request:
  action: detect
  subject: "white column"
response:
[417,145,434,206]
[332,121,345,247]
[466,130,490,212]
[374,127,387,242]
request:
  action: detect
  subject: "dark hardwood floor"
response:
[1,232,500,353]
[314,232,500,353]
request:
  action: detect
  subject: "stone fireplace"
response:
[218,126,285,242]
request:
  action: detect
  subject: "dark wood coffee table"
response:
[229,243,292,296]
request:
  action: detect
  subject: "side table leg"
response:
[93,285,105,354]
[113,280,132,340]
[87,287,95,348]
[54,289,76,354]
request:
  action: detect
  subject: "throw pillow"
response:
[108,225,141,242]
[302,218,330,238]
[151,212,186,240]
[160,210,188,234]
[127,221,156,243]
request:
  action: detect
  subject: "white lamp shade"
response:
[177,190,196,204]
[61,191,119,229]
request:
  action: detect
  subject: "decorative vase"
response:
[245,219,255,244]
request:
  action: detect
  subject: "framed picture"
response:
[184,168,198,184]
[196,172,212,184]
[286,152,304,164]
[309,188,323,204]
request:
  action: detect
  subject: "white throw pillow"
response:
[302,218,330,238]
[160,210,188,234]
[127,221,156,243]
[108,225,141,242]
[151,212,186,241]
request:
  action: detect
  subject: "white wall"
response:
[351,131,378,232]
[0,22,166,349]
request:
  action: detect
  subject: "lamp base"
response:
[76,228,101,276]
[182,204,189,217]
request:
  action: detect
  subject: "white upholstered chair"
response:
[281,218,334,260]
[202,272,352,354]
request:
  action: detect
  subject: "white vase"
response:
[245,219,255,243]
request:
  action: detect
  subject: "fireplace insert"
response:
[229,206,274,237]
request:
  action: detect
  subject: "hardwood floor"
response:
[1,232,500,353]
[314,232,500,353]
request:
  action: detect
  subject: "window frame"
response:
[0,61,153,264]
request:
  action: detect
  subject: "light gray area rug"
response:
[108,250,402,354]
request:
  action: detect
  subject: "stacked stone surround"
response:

§ **REQUIREMENTS**: Copy out all of the material above, line for line and with no changes.

§ **RESULT FOR THIS EXERCISE**:
request:
  action: detect
  subject: "white column"
response:
[417,145,434,206]
[332,121,345,247]
[466,130,490,212]
[374,127,387,242]
request:
  action: detect
  subject: "dark hardwood floor"
response:
[1,232,500,353]
[314,232,500,353]
request:
  action: detect
  subject: "stone fireplace"
response:
[218,126,285,242]
request:
  action: detect
  subject: "dark wood coffee table"
response:
[229,243,292,296]
request:
  action: detect
  subject: "side table leg"
response:
[93,285,105,354]
[113,280,132,340]
[87,287,95,348]
[54,289,76,354]
request:
  action: detect
  subject: "throw pillow"
response:
[108,225,141,242]
[302,218,330,238]
[151,212,186,240]
[160,210,188,234]
[127,221,156,243]
request:
  action: detect
  subject: "white lamp shade"
response:
[177,190,196,204]
[61,191,119,229]
request:
  action: detect
  subject: "decorative vase"
response:
[245,219,255,244]
request:
  action: detect
  subject: "framed picture"
response:
[184,168,198,184]
[196,172,212,184]
[286,152,304,164]
[309,188,323,204]
request:
  action: detect
  subject: "white throw pillow"
response:
[302,218,330,238]
[160,210,188,234]
[127,221,156,243]
[108,225,141,242]
[151,212,186,241]
request:
  action: detect
  subject: "white wall"
response:
[351,131,378,232]
[0,22,166,349]
request:
  action: detect
  subject: "lamp base"
response:
[76,228,101,276]
[182,204,189,217]
request:
  action: detect
  subject: "white upholstered chair"
response:
[281,218,334,260]
[202,272,352,354]
request:
  action: detect
  subject: "white vase"
response:
[245,219,255,243]
request:
  action: detect
  subject: "fireplace insert"
response:
[229,206,274,237]
request:
  action: detect
  subject: "hardwood floor"
response:
[1,232,500,353]
[314,232,500,353]
request:
  action: detect
  subject: "window frame"
response:
[0,61,153,264]
request:
  action: detect
  subject: "light gray area rug"
response:
[108,250,402,354]
request:
  action: detect
  subject: "stacked stone surround"
response:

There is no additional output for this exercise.